Supplied text:
• • • • • • •

I'm a big fan of Nicky Silver's work and also a big fan of Linda Lavin who I first saw on Broadway half a century ago in IT'S A BIRD, IT'S A PLANE, IT'S SUPERMAN. TOO MUCH SUN is another Lavin-Siver collaboration after their successful THE LYONS a couple of years ago. Silver loves writing about monster mothers and in THE LYONS Lavin played an uber-monster, waiting not so patiently for her husband to die. TOO MUCH SUN is a kinder, gentler play than Silver usually writes, a bit soft of focus, but rich and touching. There are few belly laughs here, which will disappoint some, but there is beauty of language and a varied emotional palette.
Yes, we watch a dysfunctional family (two dysfunctional families, actually), and yes Lavin plays a self-absorbed mother, but TOO MUCH SUN is about a group of people at crucial junctures in their lives who don't see much meaning in their existence. The play begins at a rehearsal for the ultimate monster mother play, MEDEA. Veteran actress Audrey Langham (Lavin), is having trouble remembering her lines. As a matter of fact, nothing about the production seems right to her, from her costume to the staging to the lighting to the play itself. Audrey is having an existential crisis -- suddenly the whole idea of acting, "playing imaginary people in imaginary rooms," ceases to make sense. She walks off stage, leaves town and heads out to the summer home of her daughter Kitty (Jennifer Westfeldt), a schoolteacher who has lost her calling, and Kitty's husband Dennis (Ken Barnett), an advertising executive who would rather be writing a science fiction novel. Dennis also is torn between his conventional life and sex on the dunes with Lucas (Matt Dickson), the young man next door who has been supporting himself selling pot. Lucas plans to start college in the fall, though he doesn't really have any goals. Both Kitty and Lucas have been damaged by their parents. Kitty never met her father and resents the fact that Audrey has more or less neglected her -- Audrey even sent an understudy to Kitty's graduation! Lucas has never fully recovered from catching his father having sex with another woman and subsequently finding his mother's body after she committed suicide. Winston, his father (Richard Bekins), doesn't know what to do with his son or with his own life. Into this mix comes Gil, Audrey's agent's assistant and nephew (Matt Dellapina). Gil hates being an agent and really wants to be a rabbi, though he isn't religious. What these characters share is a sense of lostness and of unhealed wounds. Their collisions are sometimes funny, sometimes bittersweet, and occasionally tragic. In his earlier work, one felt at times that Silver went for the easy laugh. There are no easy laughs here. Everything stems from character.

• • • • • • •

Required tasks:
a. In the review of TOO MUCH SUN, what does Gil want to be instead of an agent?
b. Continue the review of TOO MUCH SUN from its last sentence.

Information provided:
• • • • • • •

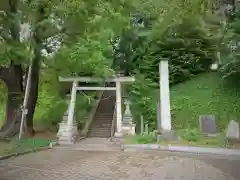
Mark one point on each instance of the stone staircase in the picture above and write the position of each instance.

• • • • • • •

Task responses:
a. A rabbi.

b.
TOO MUCH SUN is a rich domestic drama. There are echoes of A STREETCAR NAMED DESIRE. Like Blanche, Audrey wants life to be like theatre and looks to a loveless marriage to save her. Love itself is a fraught word here. Without pressing the point, Silver ponders what the word means or whether love in any ideal form exists. If I have any reservation about the play it concerns the occasional breaking of the 4th wall. I'm not sure we need the characters' direct address to the audience and their final cataloguing of what happens to them after the action of the play is a tired convention.
Of course, Lavin is superb in a part written for her. She even gets to sing, though she is now a baritone rather than the fantastic belter she was decades ago. She's funny -- no one has a better sense of comic timing -- but she doesn't rely on her stock takes. She's always in character. She has to show far more range here than she did in THE LYONS. Her serious moments are as powerful as her more comic ones.I have a feeling that director Mark Brokaw has told his actors to play down their characters' neuroses, to build to the climactic moment. In other words, don't make this a typical Nicky Silver play. He's right -- these characters are more adept at hiding their primal screams than many Silver characters. Almost everyone is convincing, funny and touching. I say almost, because there is one weak link. From the second row, handsome Matt Dickson looks a decade too old to play Lucas and works too hard to play young. Lucas is supposed to be considerably younger than Dennis, but from ten feet away they looked close to the same age. Dickson looks like a lifeguard, not the local dealer, and always seems to be "acting" I didn't believe his performance for one moment.
TOO MUCH SUN is up there with the best plays I have seen this season and Lavin's performance is a must. Don't miss it.
TOO MUCH SUN. Vineyard Theatre. Mary 23, 2014.